**Task requirements**
Return, word for word, the lines of the material from the line containing "In this exercise you will tag the ponytail" through the end of the material, including both ends.

**Exercise materials**
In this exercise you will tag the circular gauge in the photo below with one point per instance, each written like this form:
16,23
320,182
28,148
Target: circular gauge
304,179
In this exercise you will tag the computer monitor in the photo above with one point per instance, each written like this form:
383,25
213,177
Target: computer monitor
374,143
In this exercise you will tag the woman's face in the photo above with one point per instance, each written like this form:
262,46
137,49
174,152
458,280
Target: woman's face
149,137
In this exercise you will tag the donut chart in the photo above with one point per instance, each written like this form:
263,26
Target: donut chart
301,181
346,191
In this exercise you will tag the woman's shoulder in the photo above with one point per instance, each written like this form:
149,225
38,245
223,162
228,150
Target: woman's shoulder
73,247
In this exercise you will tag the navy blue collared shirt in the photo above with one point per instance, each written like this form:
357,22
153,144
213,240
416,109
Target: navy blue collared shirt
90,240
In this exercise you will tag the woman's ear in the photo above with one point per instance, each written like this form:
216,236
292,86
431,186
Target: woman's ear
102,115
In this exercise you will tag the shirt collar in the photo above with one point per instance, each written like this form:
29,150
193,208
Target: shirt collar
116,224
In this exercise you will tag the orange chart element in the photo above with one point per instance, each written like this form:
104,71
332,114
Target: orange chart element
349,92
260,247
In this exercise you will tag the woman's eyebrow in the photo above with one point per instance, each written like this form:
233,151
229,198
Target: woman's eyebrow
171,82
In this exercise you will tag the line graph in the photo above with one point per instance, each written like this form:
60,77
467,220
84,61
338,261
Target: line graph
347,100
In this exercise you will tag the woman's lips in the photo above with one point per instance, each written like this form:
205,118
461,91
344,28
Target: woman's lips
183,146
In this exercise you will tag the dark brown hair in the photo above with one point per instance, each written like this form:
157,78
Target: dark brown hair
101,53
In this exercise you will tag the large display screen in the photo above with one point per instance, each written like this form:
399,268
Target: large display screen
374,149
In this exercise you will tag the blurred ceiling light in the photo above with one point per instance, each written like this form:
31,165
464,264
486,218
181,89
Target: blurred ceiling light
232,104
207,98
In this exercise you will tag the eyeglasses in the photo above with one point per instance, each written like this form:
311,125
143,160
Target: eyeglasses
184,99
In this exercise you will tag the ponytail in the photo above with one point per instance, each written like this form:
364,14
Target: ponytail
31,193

**Exercise answer**
In this exercise you will tag the ponytail in the photo above with one point per instance, each written like this form:
364,14
Target: ponytail
31,193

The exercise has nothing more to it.